What you have to do:
Locate each line of the material that contains "stone", then return it.

*** Data listing Section Begins ***

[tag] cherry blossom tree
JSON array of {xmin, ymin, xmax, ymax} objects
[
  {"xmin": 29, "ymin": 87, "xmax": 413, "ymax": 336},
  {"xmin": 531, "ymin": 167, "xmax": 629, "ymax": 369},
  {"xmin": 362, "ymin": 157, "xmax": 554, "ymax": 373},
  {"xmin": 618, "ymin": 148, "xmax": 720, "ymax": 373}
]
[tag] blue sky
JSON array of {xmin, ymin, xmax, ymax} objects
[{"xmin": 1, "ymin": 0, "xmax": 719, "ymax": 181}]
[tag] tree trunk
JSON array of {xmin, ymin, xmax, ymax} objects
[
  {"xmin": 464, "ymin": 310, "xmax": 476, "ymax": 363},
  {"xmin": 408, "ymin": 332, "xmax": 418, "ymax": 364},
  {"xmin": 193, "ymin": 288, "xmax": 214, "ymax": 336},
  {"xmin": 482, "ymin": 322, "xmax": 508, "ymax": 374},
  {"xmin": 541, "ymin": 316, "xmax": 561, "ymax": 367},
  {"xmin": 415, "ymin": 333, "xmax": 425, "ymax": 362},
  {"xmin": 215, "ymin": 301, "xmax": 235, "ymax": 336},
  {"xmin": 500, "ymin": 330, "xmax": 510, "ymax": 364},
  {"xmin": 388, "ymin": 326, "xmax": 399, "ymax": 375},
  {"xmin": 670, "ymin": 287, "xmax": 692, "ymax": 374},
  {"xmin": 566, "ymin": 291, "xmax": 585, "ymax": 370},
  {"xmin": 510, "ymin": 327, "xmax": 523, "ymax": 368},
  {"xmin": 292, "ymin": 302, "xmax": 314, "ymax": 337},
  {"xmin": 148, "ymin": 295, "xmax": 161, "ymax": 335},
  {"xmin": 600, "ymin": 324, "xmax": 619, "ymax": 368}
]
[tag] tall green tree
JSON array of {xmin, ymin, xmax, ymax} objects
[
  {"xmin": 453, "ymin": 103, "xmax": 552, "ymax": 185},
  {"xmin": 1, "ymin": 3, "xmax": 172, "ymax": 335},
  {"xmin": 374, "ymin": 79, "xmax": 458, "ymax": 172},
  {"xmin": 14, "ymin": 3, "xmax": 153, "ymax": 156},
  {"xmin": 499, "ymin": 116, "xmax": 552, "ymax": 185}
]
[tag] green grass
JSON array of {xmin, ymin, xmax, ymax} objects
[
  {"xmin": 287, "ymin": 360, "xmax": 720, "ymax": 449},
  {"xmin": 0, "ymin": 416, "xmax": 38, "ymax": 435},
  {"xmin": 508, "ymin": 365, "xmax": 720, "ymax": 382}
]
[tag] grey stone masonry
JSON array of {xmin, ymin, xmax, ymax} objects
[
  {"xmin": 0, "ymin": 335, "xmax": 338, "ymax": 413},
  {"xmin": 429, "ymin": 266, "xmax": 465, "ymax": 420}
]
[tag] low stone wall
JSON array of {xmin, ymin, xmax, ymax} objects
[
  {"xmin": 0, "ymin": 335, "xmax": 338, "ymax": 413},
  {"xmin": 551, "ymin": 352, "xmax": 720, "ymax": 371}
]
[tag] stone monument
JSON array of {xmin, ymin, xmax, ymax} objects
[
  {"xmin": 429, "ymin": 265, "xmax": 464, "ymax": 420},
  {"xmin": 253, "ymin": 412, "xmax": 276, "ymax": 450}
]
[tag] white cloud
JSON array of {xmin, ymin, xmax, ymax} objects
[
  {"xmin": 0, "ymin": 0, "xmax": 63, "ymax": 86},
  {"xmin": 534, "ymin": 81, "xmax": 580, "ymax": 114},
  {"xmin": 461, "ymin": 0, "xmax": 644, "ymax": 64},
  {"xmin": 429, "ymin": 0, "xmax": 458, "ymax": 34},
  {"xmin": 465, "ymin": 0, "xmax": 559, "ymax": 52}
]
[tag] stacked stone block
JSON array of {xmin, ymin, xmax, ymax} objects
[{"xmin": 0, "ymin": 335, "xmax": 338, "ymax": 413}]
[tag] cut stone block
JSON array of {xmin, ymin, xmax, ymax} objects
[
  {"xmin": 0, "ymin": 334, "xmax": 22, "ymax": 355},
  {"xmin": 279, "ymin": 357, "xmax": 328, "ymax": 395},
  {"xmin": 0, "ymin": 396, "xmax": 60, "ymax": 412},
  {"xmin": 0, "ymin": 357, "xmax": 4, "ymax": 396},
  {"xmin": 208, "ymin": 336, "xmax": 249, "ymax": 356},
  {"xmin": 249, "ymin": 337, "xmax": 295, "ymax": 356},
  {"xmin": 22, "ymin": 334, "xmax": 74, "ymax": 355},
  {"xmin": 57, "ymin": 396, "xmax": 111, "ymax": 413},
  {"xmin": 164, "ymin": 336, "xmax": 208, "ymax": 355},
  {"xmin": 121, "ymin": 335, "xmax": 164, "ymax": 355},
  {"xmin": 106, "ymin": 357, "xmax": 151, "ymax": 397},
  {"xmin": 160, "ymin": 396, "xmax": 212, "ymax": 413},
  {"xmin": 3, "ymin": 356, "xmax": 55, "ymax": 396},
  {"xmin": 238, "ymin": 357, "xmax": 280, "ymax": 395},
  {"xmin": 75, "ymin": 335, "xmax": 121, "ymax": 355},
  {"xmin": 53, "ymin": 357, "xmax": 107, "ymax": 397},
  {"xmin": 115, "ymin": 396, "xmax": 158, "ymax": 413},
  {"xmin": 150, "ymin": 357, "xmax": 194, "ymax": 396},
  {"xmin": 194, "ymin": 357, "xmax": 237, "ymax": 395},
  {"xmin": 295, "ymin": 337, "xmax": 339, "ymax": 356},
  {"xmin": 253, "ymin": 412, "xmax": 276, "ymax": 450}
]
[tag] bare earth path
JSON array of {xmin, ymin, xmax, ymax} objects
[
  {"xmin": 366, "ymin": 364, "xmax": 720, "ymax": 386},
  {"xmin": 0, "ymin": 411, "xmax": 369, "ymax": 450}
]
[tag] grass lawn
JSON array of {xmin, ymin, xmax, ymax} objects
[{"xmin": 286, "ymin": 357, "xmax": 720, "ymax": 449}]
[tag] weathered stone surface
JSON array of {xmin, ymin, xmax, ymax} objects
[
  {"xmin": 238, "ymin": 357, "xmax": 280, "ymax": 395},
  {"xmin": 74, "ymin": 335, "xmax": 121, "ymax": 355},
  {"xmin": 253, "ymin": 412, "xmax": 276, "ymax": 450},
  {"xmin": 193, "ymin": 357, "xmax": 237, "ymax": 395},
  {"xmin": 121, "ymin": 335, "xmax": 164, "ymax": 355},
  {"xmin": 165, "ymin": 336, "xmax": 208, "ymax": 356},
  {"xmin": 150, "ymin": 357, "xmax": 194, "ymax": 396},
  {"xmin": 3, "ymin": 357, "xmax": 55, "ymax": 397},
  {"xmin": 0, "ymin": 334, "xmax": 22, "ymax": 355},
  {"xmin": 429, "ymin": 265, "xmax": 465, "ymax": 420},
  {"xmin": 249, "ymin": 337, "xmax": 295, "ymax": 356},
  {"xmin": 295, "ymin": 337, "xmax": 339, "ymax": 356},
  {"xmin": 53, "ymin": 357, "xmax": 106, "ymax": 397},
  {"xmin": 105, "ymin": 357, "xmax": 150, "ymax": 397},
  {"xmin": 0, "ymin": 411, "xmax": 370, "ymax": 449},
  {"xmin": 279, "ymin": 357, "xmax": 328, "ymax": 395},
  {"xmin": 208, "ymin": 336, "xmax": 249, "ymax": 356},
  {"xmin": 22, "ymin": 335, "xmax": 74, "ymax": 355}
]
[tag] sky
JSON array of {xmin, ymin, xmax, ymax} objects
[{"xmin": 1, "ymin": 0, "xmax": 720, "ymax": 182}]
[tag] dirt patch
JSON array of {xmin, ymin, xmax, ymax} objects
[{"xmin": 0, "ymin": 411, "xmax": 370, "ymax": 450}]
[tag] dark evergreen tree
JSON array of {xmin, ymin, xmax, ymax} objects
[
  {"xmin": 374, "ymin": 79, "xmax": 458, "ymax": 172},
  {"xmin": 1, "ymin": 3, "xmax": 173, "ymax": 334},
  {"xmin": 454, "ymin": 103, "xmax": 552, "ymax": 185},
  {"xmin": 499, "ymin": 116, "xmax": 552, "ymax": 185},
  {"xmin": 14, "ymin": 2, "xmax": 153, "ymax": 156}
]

*** Data listing Section Ends ***

Problem solution:
[tag] grey stone masonry
[tag] low stone wall
[tag] stone monument
[tag] stacked stone block
[tag] cut stone block
[tag] weathered stone surface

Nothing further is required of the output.